What is being asked
Return every line of the records below that contains the string "green".

The records
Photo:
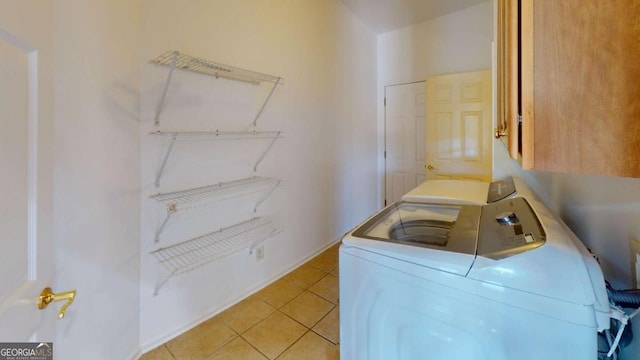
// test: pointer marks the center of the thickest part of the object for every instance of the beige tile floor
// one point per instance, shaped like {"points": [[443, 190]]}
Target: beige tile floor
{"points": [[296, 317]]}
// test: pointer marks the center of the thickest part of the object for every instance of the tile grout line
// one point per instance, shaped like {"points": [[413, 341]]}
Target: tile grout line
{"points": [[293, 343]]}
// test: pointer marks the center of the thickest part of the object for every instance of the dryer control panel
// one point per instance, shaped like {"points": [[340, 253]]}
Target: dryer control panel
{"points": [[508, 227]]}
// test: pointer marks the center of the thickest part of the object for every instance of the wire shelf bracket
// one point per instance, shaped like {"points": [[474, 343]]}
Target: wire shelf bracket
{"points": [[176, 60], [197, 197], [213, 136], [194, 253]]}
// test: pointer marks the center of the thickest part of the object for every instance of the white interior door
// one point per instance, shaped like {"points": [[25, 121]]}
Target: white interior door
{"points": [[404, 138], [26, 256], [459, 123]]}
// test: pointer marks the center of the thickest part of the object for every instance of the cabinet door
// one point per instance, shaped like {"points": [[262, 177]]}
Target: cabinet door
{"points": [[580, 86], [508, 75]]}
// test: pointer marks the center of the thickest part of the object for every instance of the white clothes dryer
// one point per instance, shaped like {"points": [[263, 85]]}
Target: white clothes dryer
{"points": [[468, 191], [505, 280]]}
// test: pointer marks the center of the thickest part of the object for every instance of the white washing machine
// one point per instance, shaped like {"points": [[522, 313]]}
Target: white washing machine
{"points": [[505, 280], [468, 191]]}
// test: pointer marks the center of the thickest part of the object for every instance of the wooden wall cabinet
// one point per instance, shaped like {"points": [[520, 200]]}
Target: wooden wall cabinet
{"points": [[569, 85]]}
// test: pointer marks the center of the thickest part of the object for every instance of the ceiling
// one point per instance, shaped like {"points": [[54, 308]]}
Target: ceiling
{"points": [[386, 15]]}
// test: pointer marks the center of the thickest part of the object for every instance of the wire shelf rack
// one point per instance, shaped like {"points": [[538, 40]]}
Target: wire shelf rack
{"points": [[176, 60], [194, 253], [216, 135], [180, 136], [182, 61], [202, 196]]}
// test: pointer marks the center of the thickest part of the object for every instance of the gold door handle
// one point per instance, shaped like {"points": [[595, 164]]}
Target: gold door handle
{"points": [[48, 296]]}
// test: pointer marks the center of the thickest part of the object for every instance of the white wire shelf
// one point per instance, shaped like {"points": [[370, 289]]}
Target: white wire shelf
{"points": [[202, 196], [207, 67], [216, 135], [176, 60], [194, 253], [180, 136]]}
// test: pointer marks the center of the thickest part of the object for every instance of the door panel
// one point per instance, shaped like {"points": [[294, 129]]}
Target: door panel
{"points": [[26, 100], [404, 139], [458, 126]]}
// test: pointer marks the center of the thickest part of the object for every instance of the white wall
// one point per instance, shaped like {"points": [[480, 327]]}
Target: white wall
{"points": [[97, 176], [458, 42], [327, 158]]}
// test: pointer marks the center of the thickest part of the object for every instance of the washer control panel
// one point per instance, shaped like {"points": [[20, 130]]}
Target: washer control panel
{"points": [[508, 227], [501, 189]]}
...
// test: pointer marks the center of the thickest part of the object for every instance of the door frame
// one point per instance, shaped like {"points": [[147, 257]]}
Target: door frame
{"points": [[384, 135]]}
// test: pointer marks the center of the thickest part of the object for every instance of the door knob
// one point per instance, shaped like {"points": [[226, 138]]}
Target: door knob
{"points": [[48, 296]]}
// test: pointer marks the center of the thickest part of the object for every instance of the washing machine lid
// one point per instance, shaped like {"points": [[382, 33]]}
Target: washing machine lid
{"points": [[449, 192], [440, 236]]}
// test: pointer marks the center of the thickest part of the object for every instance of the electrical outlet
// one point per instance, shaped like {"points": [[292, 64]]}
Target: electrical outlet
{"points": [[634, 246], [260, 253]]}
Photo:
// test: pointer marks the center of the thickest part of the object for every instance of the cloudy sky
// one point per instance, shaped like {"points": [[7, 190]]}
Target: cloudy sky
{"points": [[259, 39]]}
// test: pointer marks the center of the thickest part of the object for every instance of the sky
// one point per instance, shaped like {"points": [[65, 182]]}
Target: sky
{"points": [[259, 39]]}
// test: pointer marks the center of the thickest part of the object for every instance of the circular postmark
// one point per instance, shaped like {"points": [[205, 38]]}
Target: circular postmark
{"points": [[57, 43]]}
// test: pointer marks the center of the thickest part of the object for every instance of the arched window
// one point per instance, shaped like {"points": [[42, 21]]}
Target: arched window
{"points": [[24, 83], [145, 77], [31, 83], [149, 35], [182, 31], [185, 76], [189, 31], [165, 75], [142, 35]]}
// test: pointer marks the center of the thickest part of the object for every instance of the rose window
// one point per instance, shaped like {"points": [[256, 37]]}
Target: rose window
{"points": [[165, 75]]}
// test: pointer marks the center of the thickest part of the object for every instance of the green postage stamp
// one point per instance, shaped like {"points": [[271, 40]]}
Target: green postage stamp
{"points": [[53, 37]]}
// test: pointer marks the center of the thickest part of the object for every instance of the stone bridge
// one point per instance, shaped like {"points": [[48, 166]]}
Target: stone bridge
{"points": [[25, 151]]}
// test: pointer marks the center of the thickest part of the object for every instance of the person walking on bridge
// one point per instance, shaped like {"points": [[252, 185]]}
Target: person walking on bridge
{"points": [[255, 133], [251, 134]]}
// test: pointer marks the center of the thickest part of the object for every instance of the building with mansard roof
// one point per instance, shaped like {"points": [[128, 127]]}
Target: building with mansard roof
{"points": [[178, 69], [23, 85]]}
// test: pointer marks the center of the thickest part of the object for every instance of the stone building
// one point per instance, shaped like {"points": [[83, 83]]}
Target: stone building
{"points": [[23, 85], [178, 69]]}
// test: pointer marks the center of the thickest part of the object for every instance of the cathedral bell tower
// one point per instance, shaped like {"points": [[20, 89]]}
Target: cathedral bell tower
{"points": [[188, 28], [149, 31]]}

Solved problem
// test: pointer marks the center of the thickest part of the object for every instance of the green postage stamp
Target: green postage stamp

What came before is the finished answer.